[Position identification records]
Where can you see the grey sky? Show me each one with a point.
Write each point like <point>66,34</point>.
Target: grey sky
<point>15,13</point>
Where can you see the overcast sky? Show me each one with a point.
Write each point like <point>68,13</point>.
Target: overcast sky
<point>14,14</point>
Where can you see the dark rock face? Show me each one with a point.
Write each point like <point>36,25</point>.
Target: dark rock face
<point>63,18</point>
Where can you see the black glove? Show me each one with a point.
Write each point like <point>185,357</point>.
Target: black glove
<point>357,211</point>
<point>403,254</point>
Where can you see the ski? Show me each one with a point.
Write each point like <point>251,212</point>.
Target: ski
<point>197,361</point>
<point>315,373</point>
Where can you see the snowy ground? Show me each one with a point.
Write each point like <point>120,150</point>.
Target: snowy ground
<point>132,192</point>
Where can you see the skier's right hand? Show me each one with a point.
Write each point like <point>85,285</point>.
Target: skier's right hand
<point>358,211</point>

...

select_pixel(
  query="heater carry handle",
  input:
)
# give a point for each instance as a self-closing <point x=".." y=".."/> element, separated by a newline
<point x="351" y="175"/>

--

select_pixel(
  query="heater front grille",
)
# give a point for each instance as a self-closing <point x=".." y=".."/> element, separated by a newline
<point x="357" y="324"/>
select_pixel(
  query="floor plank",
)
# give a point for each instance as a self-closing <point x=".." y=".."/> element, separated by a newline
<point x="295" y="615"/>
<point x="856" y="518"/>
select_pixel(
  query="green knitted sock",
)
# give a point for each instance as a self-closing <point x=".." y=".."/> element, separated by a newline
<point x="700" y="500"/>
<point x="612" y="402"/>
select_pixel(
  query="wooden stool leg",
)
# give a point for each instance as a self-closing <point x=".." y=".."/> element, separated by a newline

# [What you should do]
Lay out as a numbered list the lines starting at the one containing "Where can you see the black" and ending at the one containing "<point>358,211</point>", leaving out any blank lines.

# [Complete output]
1. Where can you see the black glove? Show me each one with a point.
2. Write each point like <point>185,357</point>.
3. Target: black glove
4. <point>357,211</point>
5. <point>403,254</point>
6. Where can you see the ski? Show me each one with a point.
7. Write each point like <point>251,212</point>.
8. Target: ski
9. <point>197,361</point>
10. <point>315,373</point>
11. Where can you see the snowy ground? Show me each one with a point.
12. Write each point like <point>120,150</point>.
13. Target: snowy ground
14. <point>132,192</point>
15. Where can you see the skier's right hand? Show me each one with a point.
16. Write each point like <point>85,285</point>.
17. Target: skier's right hand
18. <point>358,211</point>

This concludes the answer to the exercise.